* [Tasks for this exercise]
[a] From the YouTube discussion, write out the passage from "So looking at" to "are simply interchangeable." word for word.
[b] In the YouTube discussion, what source do most popular YouTubers earn more money from than they earn from YouTube?

* [Excerpted passage]
......
So looking at this as any kind of supply and demand situation is going to just completely muddle the economics. The supply is nearly infinite and the "demand" is hard to even define.
Fair enough. I mean to say that YouTubers have followings that are very strong and they have never had a coalition to test a mass strike or exodus. They have a unique product that can’t just be supplanted with an analog as if they are simply interchangeable.
Like, “oh we don’t have John Oliver anymore but here’s Redacted Tonight with Lee Camp! Everyone’s happy, right?”
I'm not sure why this is hard for you to understand. Is your contention that nobody popular has ever stopped making videos on YouTube? Or that YouTube has already lost a large chunk of viewers due to popular former-YouTubers no longer making videos?
Neither of those statements are true, but you seem to be commenting as if one or the other are.
I'm not arguing that the YouTube market is perfect, but that the gap between the average and most popular channels isn't so wide that the loss of some of the latter has a dramatic impact on their viewership. This is so manifestly and obviously true that I'm puzzled about any counter-examples you're envisioning.
The reason top YouTube content is so good is because creators have spent many years honing their skill and building relationships. That can’t be easily replaced and I also must say that the revenue of College Humors’s Dropout service is an indication of a lost opportunity for YouTube. If done in larger amounts, it could be death by a thousand cuts. Plenty of reason to come to the negotiating table.
Okay, I think you are now making what seems like a different argument, and I agree to an extent, but only an extent.
Top brands -- like College Humor -- are never going to be happy on YouTube forever. The cream of the crop cannot be kept happy forever. If CH decides they'd rather keep 100% of X ad revenue instead of smaller-percentage of Y ad revenue, and that the math will work out in their favor, they're gone, and there is nothing YouTube could do to keep them. After all, why should CH work as serfs on YouTube's property when they can be lords of their own?
There are very, very few people who can make the math work, given the expense of supplying streaming video (which fortunately, CH has been doing themselves for a very long time already) and building/keeping an audience, etc, but there will always be some.
And yet, to my point, YouTube doesn't seem to be suffering. There's no way for YouTube to keep 100% of all video revenue, and it's possible that enough popular YouTubers acting in concert via collective action might figure out how to extract slightly more from YouTube, but most popular YouTubers are making more money from Patreon than YouTube themselves, and YouTube is still a big enough player that they can afford to wait out quite a few high-profile defectors, most of whom will come limping back after things turn out to be harder elsewhere than they expect.
Google knows what percentage of time is spent on big high-profile YouTubers vs mid-range and lower. I suspect the long tail is very, very long indeed. A Logan Paul might want to believe he's crucial to YouTube's success, but I don't think he's more than a tiny blip.
This will have almost no effect. YouTube does not have a quantity problem. They have enough content that every YouTube user could watch YouTube 24 hours a day for the rest of their lives and never see the same video twice. They wouldn't even have to go deep into their back catalog.
Worse, viewers have relatively little attachment to any particular content producer. They obviously love some YouTube celebrities, but if a given artist disappeared, people would get over it quickly. It's not, like, say books where people really want access to the last Harry Potter book.
......
Collected data entries:
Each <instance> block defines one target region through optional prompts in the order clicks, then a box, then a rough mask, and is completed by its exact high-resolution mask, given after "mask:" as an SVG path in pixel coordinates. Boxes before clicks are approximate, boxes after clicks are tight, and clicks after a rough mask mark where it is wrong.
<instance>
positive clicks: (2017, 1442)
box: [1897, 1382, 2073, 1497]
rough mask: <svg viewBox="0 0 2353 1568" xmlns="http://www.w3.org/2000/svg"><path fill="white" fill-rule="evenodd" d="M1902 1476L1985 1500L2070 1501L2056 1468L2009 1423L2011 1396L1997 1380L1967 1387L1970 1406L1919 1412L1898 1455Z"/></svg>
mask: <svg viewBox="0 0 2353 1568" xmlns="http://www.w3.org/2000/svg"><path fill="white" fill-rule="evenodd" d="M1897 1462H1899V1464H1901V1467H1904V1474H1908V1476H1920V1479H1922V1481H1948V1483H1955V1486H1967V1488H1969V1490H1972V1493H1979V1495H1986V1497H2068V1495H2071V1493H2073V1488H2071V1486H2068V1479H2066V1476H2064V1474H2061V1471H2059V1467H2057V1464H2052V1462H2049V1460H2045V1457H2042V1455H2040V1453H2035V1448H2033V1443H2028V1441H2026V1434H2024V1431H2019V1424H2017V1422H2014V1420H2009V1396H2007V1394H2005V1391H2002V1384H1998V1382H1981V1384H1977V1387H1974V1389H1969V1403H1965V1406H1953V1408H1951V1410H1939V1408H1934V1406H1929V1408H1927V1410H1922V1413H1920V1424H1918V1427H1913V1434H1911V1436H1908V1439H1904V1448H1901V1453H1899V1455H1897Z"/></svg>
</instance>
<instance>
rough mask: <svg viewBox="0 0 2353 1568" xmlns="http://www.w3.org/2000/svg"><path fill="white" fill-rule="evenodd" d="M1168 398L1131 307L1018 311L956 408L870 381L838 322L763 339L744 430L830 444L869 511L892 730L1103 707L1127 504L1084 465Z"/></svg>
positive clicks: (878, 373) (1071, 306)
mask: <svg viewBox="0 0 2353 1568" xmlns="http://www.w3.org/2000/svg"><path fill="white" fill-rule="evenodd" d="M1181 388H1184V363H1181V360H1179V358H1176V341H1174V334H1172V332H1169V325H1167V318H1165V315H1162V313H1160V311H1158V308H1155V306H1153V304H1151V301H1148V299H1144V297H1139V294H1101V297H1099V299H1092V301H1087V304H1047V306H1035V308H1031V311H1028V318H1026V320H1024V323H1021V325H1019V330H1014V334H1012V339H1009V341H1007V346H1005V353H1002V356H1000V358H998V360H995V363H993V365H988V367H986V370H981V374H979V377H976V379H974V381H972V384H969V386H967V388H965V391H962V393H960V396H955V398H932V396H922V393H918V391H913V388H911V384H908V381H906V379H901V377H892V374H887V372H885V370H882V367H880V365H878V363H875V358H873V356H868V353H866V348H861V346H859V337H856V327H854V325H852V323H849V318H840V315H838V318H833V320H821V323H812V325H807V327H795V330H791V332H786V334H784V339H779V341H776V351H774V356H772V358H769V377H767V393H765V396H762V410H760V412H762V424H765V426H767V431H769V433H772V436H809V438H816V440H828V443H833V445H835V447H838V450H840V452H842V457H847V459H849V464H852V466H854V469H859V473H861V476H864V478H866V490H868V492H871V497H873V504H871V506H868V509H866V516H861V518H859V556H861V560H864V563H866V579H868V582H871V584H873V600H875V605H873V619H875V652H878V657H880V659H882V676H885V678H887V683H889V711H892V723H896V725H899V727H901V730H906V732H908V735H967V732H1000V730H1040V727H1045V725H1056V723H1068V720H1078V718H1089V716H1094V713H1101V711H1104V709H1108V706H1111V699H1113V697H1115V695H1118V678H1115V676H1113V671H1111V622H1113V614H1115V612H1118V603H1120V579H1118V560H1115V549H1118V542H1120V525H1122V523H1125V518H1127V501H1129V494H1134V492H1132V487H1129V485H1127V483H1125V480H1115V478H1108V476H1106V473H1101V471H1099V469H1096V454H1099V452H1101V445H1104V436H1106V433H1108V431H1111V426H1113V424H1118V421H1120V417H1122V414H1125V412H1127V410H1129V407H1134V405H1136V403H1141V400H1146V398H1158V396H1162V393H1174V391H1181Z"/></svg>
......
* [Solutions to each task]
[a]
So looking at this as any kind of supply and demand situation is going to just completely muddle the economics. The supply is nearly infinite and the "demand" is hard to even define.
Fair enough. I mean to say that YouTubers have followings that are very strong and they have never had a coalition to test a mass strike or exodus. They have a unique product that can’t just be supplanted with an analog as if they are simply interchangeable.

[b] Patreon.